» Requirement:
Continue the passage on hormonal contraception and mood symptoms in women with psychiatric disorders, picking up after its last sentence.
===== Document passage =====
Women with psychiatric disorders who use contraception may have comparable or lower rates of mood symptoms with hormonal contraceptives than those who use other types of contraception, or no contraception at all, according to a literature search in The American Journal of Psychiatry.1
“Mental health care for women includes decision support to prepare for major life events, including preconception planning for treatment during pregnancy and the postpartum period,” wrote the authors.
A search of PsycINFO, PubMed, Embase, and Scopus revealed that the majority of women with psychiatric disorders choose combined oral contraceptives (COCs).
However, long-acting reversible contraceptives (LARCs), like subdermal implants and intrauterine devices (IUD,) were selected by only 14% of women despite low failure rates, impressive safety profiles, rapid return to fertility after removal, and few contraindications.
This relatively low rate of IUD is attributed to persistent concerns about pelvic infections linked to IUDs that are no longer available, fear of pain with placement, changes in menstrual bleeding, and perceived lack of control over IUD removal.
A protective effect of hormonal contraceptive for depression was demonstrated in a study of women aged 25 to 34.2 Compared to sexually active women using either no contraception or nonhormonal contraception, combined hormonal contraception users had lower mean depressive symptom levels and were significantly less likely to report a past-year suicide attempt. Women using progestin-only contraceptives also had a protective association with depressive symptoms.
===== Information =====
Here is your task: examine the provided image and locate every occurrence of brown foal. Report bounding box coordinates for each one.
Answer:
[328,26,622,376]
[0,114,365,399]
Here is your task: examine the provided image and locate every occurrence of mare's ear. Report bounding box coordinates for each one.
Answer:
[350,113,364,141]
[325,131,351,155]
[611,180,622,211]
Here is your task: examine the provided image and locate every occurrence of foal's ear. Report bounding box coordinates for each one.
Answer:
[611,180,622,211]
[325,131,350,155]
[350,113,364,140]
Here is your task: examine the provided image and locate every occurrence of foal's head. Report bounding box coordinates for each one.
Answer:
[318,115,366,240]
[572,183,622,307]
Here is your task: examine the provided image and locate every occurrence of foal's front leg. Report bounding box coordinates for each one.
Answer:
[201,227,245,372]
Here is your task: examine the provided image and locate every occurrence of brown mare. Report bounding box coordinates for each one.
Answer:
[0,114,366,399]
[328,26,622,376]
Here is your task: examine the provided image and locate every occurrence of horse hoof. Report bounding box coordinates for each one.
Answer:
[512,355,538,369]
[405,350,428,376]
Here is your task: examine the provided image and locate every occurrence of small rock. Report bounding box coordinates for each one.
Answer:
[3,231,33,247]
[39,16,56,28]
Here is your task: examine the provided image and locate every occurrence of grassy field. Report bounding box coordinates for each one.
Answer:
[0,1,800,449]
=====
» Exercise answer:
In contrast, a Danish population-based study found that adolescents, aged 15 to 19, who used a hormonal contraceptive were twice as likely to initiate antidepressant treatment.3 The relative risk for those who took progestin-only pill preparations was 2.2 compared to 1.8 for COCs. The risk period peaked at 6 months, then declined.
However, the National Comorbidity Survey–Adolescent Supplement study, which included adolescents who had never been pregnant, concluded there was no increased risk of depressive disorders among oral contraceptive pill (OCP) users.4 This is contrary to drug registry studies, but consistent with other studies using individual-level survey data and validated screening tools.
The authors of the study noted that young women who incur mood disturbances while using OCPs should consult physicians; however, there is insufficient evidence to be concerned about depressive disorders among adolescents who use birth control.
In fact, one of the most well-documented increased depression risks for women is pregnancy.
The authors of the review noted that all methods of contraception are acceptable for women with depression, but medical comorbidities may dictate a specific type.
In addition, interactions between psychotropic drugs and contraceptives are rare, with the exceptions of clozapine, anticonvulsants, and St. John's Wort.
“Proactive management of mental illness, contraception, and pregnancy improves a woman's capacity to function and optimizes her mental and reproductive health,” the authors concluded.